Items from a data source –

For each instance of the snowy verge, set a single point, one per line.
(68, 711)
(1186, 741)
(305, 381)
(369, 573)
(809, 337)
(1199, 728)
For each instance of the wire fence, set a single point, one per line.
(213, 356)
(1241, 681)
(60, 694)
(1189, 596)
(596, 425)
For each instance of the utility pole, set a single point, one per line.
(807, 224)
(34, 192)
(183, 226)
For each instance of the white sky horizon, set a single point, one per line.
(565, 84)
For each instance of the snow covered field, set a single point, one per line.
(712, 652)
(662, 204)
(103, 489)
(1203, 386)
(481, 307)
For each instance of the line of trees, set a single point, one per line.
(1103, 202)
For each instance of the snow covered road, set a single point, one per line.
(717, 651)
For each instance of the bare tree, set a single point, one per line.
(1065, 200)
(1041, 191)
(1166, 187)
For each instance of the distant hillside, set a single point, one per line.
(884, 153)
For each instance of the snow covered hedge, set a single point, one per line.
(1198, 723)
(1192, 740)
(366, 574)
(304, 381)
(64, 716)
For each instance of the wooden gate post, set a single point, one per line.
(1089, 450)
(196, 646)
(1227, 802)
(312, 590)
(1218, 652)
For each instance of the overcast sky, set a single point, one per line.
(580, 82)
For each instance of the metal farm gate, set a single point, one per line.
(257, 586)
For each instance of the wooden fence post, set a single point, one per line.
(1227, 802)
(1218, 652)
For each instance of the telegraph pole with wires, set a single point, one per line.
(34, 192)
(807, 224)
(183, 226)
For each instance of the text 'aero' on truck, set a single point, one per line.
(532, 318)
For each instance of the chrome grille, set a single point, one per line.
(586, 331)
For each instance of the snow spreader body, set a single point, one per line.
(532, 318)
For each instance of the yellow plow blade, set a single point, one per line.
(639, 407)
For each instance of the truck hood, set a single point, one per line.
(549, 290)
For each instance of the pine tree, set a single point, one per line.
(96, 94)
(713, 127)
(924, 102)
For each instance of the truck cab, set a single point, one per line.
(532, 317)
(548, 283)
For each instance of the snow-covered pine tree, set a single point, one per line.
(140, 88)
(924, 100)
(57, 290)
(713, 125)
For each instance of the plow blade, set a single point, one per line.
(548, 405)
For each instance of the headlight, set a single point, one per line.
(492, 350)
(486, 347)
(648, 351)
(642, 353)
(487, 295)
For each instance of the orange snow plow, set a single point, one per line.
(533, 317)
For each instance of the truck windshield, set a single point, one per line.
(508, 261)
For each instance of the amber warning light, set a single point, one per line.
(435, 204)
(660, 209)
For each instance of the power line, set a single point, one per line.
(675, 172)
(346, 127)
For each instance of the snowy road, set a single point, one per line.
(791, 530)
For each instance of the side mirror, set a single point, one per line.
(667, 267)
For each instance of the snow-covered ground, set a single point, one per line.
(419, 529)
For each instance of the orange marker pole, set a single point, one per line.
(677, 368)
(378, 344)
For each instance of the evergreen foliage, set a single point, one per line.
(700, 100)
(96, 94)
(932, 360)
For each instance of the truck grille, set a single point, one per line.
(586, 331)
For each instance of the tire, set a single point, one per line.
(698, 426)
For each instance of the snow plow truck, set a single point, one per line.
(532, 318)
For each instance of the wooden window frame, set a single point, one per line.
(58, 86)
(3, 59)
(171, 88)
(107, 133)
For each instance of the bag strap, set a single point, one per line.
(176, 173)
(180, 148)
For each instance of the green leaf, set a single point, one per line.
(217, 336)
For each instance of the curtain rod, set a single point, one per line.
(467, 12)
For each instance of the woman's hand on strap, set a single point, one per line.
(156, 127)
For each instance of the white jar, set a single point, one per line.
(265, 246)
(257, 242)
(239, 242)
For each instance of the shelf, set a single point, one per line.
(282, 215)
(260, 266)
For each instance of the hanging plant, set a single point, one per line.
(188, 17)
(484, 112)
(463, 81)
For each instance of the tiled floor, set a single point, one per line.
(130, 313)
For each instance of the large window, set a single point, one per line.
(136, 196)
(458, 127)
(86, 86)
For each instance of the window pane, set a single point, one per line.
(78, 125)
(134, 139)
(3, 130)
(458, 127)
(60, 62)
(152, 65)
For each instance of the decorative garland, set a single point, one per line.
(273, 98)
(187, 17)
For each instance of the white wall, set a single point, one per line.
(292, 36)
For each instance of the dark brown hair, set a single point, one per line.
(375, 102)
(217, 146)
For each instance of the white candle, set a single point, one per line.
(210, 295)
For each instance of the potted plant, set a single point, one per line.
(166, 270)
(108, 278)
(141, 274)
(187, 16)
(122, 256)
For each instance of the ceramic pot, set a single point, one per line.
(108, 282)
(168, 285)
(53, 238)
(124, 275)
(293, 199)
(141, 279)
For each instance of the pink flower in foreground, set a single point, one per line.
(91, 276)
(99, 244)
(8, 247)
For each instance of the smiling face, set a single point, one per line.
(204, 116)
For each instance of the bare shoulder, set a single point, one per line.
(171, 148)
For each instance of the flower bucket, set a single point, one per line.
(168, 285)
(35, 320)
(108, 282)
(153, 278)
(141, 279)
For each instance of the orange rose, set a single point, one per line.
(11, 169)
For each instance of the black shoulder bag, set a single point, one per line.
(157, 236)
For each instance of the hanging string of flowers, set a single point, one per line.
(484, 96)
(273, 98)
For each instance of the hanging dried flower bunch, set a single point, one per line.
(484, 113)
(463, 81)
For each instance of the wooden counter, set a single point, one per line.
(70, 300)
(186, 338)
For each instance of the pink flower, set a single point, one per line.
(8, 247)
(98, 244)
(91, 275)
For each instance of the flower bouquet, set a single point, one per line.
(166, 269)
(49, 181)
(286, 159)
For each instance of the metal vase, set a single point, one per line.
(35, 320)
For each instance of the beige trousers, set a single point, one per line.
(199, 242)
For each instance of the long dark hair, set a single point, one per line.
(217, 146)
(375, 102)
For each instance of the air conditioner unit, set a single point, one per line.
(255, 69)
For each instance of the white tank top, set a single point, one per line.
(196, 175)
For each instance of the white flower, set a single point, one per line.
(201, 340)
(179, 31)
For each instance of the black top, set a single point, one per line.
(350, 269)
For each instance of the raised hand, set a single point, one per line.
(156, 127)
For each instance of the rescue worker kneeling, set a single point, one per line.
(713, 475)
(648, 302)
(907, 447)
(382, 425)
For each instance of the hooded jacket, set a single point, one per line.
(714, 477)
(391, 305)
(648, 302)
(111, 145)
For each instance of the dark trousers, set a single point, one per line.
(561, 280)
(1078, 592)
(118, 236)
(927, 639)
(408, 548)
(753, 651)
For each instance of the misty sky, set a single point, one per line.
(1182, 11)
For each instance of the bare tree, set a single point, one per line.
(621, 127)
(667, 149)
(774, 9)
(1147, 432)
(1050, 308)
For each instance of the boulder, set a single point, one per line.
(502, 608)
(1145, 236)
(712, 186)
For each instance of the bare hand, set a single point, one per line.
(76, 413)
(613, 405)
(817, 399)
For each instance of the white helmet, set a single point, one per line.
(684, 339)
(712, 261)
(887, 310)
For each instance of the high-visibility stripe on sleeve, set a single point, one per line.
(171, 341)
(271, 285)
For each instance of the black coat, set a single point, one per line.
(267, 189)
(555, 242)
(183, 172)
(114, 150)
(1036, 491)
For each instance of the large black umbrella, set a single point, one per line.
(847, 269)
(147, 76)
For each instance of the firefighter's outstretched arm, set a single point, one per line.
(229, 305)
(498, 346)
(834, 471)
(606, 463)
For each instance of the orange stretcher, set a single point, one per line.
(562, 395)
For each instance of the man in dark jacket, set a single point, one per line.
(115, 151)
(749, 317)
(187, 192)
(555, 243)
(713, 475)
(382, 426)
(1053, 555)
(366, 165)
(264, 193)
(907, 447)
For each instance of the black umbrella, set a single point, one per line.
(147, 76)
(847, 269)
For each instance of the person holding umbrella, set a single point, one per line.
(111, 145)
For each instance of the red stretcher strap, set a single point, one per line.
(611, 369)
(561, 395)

Brief –
Repeat the lines of the material word for word, from the line that contains "For each instance of the person" through the end of the material.

Answer to this exercise –
For each instance of the person holding umbrella, set a single point, one per line.
(111, 145)
For each instance of the red stretcher strap, set a single point, one per line.
(611, 369)
(561, 395)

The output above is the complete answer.